§ **Task input**
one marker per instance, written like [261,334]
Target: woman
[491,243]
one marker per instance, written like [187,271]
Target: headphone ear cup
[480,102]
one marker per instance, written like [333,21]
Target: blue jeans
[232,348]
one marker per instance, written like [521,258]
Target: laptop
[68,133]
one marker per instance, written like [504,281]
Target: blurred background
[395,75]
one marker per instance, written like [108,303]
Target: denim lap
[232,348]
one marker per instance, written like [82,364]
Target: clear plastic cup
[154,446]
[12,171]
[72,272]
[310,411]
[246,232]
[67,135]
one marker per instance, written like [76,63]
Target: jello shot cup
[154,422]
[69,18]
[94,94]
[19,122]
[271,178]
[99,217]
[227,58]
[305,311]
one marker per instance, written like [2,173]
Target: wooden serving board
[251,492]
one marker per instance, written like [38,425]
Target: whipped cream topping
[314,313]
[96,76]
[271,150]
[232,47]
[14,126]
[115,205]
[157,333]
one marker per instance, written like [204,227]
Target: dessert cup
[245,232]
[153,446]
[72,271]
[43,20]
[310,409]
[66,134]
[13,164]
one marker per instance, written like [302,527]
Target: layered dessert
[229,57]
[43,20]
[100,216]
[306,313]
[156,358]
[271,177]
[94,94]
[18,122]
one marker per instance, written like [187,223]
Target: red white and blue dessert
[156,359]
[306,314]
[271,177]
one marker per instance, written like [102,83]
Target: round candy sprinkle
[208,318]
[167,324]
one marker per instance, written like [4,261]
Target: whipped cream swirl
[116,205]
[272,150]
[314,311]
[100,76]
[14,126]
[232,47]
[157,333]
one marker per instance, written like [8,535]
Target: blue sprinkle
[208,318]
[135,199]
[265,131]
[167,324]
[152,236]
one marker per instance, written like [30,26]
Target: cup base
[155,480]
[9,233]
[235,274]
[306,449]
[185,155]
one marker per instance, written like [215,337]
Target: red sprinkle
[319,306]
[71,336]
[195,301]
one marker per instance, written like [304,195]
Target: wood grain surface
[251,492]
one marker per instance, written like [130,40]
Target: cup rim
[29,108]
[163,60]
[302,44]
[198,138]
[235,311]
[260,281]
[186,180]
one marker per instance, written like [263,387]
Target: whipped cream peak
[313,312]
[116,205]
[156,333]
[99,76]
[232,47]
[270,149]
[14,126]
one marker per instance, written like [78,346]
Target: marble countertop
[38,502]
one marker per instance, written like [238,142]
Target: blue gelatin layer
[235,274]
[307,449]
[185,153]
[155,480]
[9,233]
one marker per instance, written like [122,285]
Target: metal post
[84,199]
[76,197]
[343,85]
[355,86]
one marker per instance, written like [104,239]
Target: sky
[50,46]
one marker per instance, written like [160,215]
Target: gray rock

§ **Exercise**
Can you give the listing above again, swapping every "Target" for "Object" and leaving everything else unchanged?

§ **Solution below**
one marker per instance, written like [261,334]
Object: woman
[491,243]
one marker per instance, written like [187,271]
Object: headphone ear cup
[480,102]
one marker per instance, written like [333,21]
Object: blue jeans
[232,348]
one marker per instance, written like [521,258]
Object: laptop
[68,133]
one marker per instance, written like [504,281]
Object: blurred background
[395,75]
one marker per instance, written like [108,303]
Object: denim lap
[232,348]
one marker per instance, written like [82,364]
Object: clear plastic cup
[154,446]
[12,171]
[72,272]
[310,411]
[246,232]
[67,135]
one marker per instance, written like [76,63]
Object: jello shot cup
[154,422]
[69,18]
[94,94]
[19,122]
[271,178]
[99,217]
[227,58]
[305,311]
one marker per instance, written like [2,173]
Object: wooden serving board
[251,492]
one marker per instance, written like [38,425]
Object: whipped cream topping
[314,313]
[96,76]
[271,150]
[232,47]
[14,126]
[115,205]
[157,333]
one marker per instance, written like [204,227]
Object: dessert cup
[245,232]
[153,446]
[72,271]
[43,20]
[310,409]
[66,134]
[13,164]
one marker per instance, written like [302,527]
Object: layered dessert
[229,57]
[43,20]
[100,216]
[306,313]
[156,358]
[271,177]
[94,94]
[18,122]
one marker per instance, written like [187,223]
Object: red white and blue dessert
[156,359]
[306,314]
[271,177]
one marker per instance, written like [102,83]
Object: round candy sprinkle
[208,318]
[167,324]
one marker per instance, written like [4,261]
Object: whipped cream swirl
[116,205]
[272,150]
[314,311]
[100,76]
[14,126]
[232,47]
[157,333]
one marker per instance, written like [8,535]
Object: blue sprinkle
[208,318]
[135,199]
[265,131]
[167,324]
[152,236]
one marker per instance, written like [30,26]
Object: cup base
[155,480]
[9,233]
[235,274]
[306,449]
[185,155]
one marker per instance, written like [215,337]
Object: red sprinkle
[319,306]
[71,336]
[195,301]
one marker per instance, written like [304,195]
Object: wood grain surface
[251,492]
one marker per instance, written like [130,40]
Object: cup rim
[29,108]
[163,60]
[302,44]
[198,138]
[235,311]
[260,281]
[186,180]
one marker per instance, written like [263,387]
Object: whipped cream peak
[313,312]
[116,205]
[156,333]
[99,76]
[232,47]
[270,149]
[14,126]
one marker per instance, written like [78,346]
Object: marble countertop
[38,502]
one marker per instance, written like [238,142]
Object: blue gelatin layer
[235,274]
[307,449]
[185,153]
[155,480]
[9,233]
one marker per instance, written like [122,285]
Object: metal post
[84,199]
[76,197]
[343,85]
[355,86]
one marker per instance, written like [104,239]
Object: sky
[50,46]
one marker per instance, written like [160,215]
Object: gray rock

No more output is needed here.